## DATA RECORDS
-*-

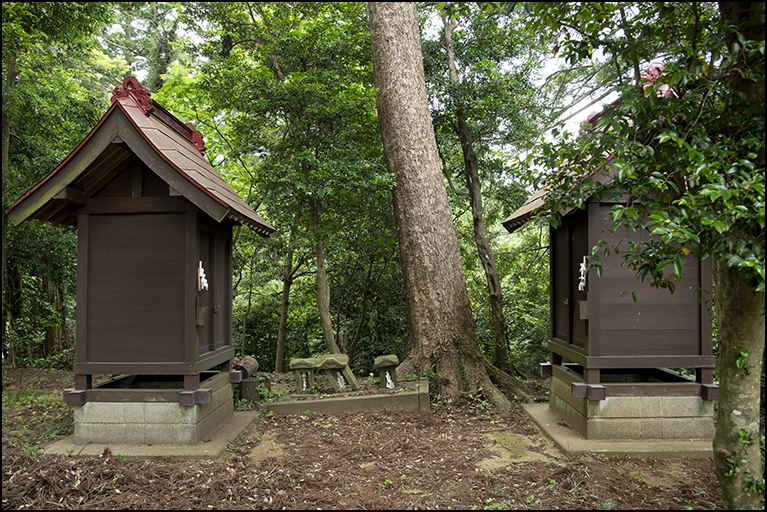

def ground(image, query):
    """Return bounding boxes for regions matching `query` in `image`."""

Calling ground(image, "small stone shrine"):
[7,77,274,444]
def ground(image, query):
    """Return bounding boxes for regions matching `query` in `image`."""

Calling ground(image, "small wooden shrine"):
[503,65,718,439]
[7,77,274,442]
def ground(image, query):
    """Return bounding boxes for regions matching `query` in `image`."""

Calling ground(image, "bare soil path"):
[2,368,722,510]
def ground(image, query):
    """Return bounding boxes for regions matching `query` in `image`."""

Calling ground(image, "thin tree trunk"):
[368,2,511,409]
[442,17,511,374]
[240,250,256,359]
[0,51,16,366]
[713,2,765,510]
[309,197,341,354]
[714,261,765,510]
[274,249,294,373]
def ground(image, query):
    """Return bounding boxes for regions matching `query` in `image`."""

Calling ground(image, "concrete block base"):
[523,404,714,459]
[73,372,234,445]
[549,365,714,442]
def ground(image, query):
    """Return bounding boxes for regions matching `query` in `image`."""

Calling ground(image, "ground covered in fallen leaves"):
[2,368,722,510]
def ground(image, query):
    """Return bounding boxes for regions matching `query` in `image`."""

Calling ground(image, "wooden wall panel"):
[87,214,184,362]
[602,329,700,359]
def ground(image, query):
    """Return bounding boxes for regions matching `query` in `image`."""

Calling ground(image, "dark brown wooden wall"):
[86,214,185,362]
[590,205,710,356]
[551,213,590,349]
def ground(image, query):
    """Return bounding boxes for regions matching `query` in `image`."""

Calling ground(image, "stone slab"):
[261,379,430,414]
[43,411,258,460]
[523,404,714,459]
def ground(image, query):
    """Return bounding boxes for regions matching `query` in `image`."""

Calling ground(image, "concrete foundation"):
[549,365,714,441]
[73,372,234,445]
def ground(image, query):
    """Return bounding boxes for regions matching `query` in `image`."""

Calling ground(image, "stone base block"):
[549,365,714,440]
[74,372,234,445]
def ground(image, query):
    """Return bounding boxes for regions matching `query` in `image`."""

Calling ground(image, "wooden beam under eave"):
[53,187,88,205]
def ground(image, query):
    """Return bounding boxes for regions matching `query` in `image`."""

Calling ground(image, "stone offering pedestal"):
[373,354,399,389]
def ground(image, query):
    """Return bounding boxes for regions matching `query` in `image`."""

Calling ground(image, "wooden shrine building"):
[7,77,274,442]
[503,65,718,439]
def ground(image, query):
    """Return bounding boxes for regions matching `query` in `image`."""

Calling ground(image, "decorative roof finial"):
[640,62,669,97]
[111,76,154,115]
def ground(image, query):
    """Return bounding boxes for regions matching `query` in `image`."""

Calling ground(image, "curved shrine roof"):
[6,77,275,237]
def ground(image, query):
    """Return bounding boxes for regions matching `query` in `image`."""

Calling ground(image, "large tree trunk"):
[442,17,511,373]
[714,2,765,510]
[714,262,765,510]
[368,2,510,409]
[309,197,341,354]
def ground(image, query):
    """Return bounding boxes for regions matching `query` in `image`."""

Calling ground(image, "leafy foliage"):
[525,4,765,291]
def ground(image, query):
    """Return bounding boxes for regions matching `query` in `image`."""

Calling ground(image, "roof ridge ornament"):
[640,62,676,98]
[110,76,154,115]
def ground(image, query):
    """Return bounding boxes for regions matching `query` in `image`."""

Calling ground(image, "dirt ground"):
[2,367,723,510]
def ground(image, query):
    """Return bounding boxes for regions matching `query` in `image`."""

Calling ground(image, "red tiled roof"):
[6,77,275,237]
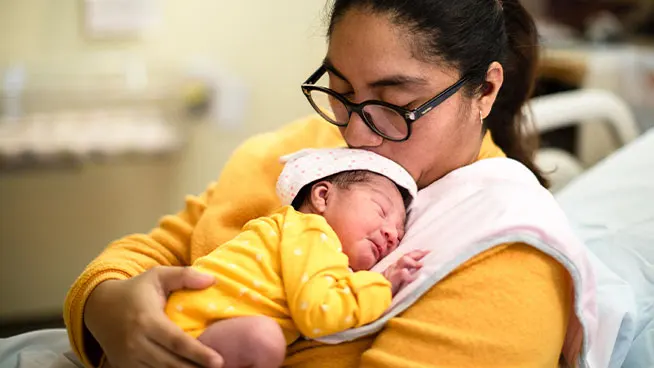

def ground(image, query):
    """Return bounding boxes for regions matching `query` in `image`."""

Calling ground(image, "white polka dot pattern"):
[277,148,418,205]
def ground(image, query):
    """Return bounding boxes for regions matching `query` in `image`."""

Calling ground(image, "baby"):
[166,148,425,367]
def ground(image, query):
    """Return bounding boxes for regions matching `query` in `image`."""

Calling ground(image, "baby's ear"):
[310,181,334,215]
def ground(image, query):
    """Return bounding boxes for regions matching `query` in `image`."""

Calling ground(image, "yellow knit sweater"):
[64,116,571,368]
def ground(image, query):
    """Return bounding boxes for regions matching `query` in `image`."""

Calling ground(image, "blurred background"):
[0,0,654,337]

-*-

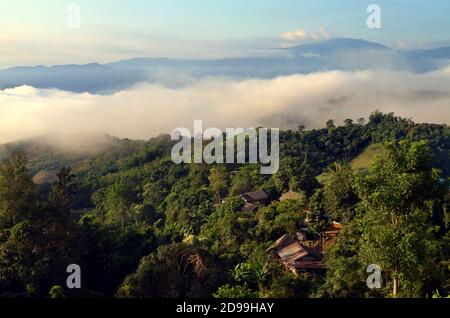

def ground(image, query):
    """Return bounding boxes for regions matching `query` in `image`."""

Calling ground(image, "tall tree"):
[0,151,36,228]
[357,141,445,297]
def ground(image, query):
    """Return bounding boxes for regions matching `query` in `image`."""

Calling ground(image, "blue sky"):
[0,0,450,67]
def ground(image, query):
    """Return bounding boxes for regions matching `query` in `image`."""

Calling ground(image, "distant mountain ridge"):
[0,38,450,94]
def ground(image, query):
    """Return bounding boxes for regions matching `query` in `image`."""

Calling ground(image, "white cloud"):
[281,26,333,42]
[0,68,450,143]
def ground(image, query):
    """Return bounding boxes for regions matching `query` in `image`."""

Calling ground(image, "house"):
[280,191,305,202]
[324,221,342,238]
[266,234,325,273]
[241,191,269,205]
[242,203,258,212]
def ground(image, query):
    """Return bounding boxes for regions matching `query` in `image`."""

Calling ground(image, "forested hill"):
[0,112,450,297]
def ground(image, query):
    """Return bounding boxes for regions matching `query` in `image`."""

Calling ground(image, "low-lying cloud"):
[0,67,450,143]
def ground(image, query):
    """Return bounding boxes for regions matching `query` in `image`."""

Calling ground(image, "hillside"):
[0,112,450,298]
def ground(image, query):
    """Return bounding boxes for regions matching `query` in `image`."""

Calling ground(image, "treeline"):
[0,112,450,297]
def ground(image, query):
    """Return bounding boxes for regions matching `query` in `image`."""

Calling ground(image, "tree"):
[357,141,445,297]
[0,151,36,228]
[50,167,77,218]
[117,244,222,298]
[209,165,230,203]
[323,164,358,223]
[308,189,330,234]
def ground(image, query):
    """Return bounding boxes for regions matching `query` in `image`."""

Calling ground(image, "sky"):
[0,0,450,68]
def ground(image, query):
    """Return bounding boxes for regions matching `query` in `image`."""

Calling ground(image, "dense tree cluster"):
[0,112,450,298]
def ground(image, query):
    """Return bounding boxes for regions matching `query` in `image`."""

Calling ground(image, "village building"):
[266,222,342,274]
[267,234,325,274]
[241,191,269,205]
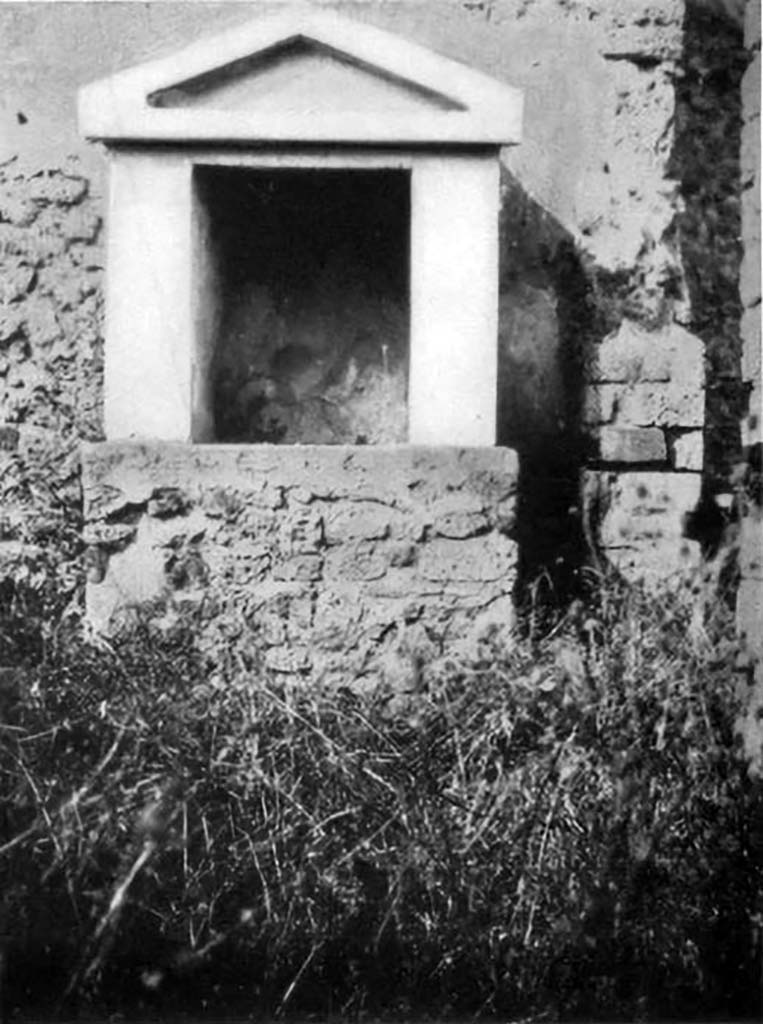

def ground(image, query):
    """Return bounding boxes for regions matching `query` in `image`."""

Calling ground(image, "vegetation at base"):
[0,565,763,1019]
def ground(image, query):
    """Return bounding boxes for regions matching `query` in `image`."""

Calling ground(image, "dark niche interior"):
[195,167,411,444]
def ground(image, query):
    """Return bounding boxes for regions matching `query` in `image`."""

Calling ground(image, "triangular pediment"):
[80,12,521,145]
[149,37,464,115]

-*-

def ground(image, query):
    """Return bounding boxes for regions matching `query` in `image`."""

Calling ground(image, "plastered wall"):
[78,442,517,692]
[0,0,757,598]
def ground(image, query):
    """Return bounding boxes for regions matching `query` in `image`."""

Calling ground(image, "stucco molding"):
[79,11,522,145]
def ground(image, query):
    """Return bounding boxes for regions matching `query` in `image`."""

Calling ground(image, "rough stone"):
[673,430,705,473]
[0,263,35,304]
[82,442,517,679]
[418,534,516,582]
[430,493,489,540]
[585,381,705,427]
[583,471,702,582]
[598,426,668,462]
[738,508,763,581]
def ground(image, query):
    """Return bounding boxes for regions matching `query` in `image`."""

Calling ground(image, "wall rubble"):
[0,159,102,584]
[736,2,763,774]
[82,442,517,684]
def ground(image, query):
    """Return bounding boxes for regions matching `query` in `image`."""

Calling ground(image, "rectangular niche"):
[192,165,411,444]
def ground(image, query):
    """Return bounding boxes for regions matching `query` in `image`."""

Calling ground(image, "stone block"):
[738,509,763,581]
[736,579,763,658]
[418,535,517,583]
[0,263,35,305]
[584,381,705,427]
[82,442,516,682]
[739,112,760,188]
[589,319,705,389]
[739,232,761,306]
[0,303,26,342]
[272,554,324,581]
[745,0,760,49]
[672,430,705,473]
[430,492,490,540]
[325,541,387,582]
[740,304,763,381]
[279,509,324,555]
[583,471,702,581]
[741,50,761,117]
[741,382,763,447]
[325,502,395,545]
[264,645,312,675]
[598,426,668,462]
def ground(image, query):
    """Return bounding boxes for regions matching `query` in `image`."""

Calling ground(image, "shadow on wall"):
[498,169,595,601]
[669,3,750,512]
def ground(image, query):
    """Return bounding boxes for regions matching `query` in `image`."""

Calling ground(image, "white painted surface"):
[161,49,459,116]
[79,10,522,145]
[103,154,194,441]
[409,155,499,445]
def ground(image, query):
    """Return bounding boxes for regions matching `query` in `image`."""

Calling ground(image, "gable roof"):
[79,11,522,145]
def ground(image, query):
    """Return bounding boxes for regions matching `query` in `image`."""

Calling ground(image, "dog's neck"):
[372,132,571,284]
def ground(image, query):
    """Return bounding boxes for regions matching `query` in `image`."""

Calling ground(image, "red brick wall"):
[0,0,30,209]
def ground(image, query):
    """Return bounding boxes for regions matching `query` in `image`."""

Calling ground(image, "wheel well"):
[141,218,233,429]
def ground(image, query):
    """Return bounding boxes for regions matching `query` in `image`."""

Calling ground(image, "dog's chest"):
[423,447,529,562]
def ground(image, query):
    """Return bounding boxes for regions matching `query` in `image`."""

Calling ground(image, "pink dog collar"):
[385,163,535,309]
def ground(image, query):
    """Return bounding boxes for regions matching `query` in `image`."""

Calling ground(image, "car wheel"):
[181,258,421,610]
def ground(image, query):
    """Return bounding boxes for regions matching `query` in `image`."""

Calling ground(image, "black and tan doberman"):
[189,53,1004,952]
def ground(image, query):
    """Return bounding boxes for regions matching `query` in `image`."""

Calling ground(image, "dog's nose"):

-*-

Show each line of the rows above that contains the string "dark", treating uppercase and lowercase letters as distinct.

Calling ground(image, "dark brown wooden wall"):
Calling ground(image, "dark niche interior"):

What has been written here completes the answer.